● **What you are asked to do**: Repeat the data exactly, please.

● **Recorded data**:
▼

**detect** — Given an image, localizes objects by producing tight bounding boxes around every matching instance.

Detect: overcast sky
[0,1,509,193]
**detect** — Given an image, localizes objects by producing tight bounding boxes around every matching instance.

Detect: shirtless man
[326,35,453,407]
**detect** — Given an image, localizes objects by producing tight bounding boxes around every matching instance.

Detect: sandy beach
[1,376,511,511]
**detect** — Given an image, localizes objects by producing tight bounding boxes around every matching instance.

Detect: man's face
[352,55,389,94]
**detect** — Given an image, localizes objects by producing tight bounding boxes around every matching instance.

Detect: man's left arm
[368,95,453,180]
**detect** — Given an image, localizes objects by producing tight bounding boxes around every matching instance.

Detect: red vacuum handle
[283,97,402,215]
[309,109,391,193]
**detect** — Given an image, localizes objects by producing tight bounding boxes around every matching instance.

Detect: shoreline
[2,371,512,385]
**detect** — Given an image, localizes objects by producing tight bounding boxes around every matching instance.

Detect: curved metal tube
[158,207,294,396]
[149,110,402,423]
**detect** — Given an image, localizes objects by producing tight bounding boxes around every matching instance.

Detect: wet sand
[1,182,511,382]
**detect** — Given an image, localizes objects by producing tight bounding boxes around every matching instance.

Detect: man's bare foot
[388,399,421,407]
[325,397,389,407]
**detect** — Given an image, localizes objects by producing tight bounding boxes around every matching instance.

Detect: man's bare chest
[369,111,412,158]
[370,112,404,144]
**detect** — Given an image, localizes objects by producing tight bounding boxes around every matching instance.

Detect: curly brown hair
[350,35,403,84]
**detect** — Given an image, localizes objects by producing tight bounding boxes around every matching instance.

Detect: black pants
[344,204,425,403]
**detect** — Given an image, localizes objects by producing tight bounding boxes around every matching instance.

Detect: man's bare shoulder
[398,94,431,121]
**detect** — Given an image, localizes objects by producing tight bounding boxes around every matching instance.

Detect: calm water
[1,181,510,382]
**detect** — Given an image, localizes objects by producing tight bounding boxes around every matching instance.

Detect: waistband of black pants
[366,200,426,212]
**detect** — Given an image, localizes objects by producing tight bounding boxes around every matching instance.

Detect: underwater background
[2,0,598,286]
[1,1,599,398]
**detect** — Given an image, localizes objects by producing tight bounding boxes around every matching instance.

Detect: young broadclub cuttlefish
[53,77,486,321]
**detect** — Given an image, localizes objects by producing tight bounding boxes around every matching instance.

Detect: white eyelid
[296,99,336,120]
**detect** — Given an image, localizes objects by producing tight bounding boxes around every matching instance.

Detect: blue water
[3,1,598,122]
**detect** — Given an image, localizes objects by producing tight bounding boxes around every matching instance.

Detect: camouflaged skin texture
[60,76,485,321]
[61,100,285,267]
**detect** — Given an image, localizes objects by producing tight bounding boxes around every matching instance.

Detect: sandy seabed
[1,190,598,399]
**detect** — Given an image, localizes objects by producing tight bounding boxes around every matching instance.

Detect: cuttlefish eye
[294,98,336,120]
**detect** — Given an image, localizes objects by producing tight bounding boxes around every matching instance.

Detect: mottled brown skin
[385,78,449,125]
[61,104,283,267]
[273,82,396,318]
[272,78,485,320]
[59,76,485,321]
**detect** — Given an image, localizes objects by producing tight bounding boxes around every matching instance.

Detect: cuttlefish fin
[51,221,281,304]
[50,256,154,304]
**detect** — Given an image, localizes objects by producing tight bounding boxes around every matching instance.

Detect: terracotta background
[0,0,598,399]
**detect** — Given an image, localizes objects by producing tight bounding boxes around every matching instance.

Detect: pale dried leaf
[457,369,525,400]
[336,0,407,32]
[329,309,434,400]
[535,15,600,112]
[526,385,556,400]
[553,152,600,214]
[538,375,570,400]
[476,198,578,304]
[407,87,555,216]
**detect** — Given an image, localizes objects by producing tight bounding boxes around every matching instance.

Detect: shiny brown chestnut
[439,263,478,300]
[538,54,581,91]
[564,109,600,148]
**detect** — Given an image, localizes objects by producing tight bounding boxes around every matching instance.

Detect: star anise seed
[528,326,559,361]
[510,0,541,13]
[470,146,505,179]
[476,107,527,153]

▲

● **Reply**:
**detect** — Given an image, localizes objects by producing tight bounding boxes around every matching instance.

Detect: overcast sky
[0,1,509,193]
**detect** — Given an image, localizes objects by producing tight bounding boxes around every matching instance.

Detect: shirtless man
[326,35,453,407]
**detect** — Given an image, localizes objects by producing tight bounding boxes around every matching instance.

Detect: sandy beach
[1,376,511,511]
**detect** — Given an image, localizes objects by producing tight bounding boxes around every matching instance.

Detect: man's face
[352,55,389,94]
**detect** — Given an image, localizes objects by producing tight bounding boxes around every matching instance.

Detect: man's left arm
[368,95,453,180]
**detect** — Given an image, localizes objects by producing tight bounding boxes around every matching instance.

Detect: red vacuum handle
[283,97,402,215]
[309,109,391,193]
**detect** — Given an image, localizes objects by producing tight bounding boxes around every matching instance.

Detect: shoreline
[2,371,512,385]
**detect** — Given an image, localizes objects by producing tight bounding boxes around every matching instance.

Detect: curved metal tube
[158,207,294,396]
[149,110,402,423]
**detect** — Given an image, localizes objects by producing tight bounding boxes around every matching instance.

Detect: wet sand
[1,182,511,382]
**detect** — Given an image, localizes objects by producing tight bounding boxes around every matching instance.

Detect: man's bare foot
[388,399,421,407]
[325,397,389,407]
**detect** — Given an image, localizes objects by producing tight bounding boxes around every matching instance.

Detect: man's bare chest
[369,111,412,158]
[370,112,404,144]
**detect** — Given an image, localizes objects by producing tight bounding boxes around every matching instance.

Detect: curly brown hair
[350,35,403,84]
**detect** — Given an image, localizes objects by producing tight bounding boxes around every matching instance.

Detect: black pants
[344,204,425,403]
**detect** — Given an image, localizes objects by producing tight bounding boxes around every matching instance.

Detect: man's bare shoulder
[398,94,431,121]
**detect** — Given an image, localizes objects by producing tight bounding boxes around every matching instance.

Detect: calm water
[1,181,510,382]
**detect** — Given an image, localizes objects by producing tight bounding boxes around every matching instance.

Detect: waistband of black pants
[366,200,426,212]
**detect** — Given an image, localizes objects by producing tight bounding boxes around every matching instance.

Detect: underwater background
[2,0,598,286]
[1,1,599,398]
**detect** — Given an image, localizes objects by producing tight bounding boxes around every matching instance.

Detect: young broadclub cuttlefish
[53,77,486,321]
**detect** — Given an image, localizes objects by producing tight bounding boxes around every matching instance.

Detect: white eyelid
[296,99,336,120]
**detect** — Given an image, localizes objects by producing tight bounding boxes around every matching instance.

Detect: blue water
[3,1,598,122]
**detect** — Given an image, localizes objects by producing tight bounding boxes around every matching instance.

Detect: camouflaged skin texture
[60,76,485,321]
[61,100,285,267]
**detect** — Given an image, localizes objects by producing tight bounding boxes around every matching instance.

Detect: sandy seabed
[1,190,598,399]
**detect** — Given an image, localizes objects by producing tight bounding boxes around every matching instance.

Detect: cuttlefish eye
[294,98,336,120]
**detect** — Given an image, localizes objects by producing tight bounding boxes around every matching instance.

Detect: mottled brown skin
[385,78,449,125]
[61,104,283,267]
[273,82,396,318]
[272,78,485,320]
[59,76,485,321]
**detect** — Given an image, localizes objects by producing tight bounding boxes around every matching instance.

Detect: cuttlefish fin
[51,221,281,304]
[50,256,154,304]
**detect** — Given an image, localizes objects by producing tight bounding boxes around every matching instance.

Detect: terracotta background
[0,0,598,399]
**detect** — Given an image, localizes objects by producing tight bounding boxes around every matching instance.

Detect: pale dried leaf
[457,369,525,400]
[336,0,407,32]
[329,309,434,400]
[535,15,600,112]
[526,385,556,400]
[553,152,600,214]
[538,375,570,400]
[476,198,578,304]
[407,87,555,216]
**detect** — Given an image, localizes objects by producing tight bounding boxes around every matching instance.

Detect: shiny brown chestnut
[439,263,478,300]
[538,54,581,91]
[564,109,600,148]
**detect** — Given an image, localizes objects by producing tight bounding boxes around every matching instance.

Detect: star anise seed
[528,326,559,361]
[510,0,541,13]
[470,146,505,179]
[476,107,527,153]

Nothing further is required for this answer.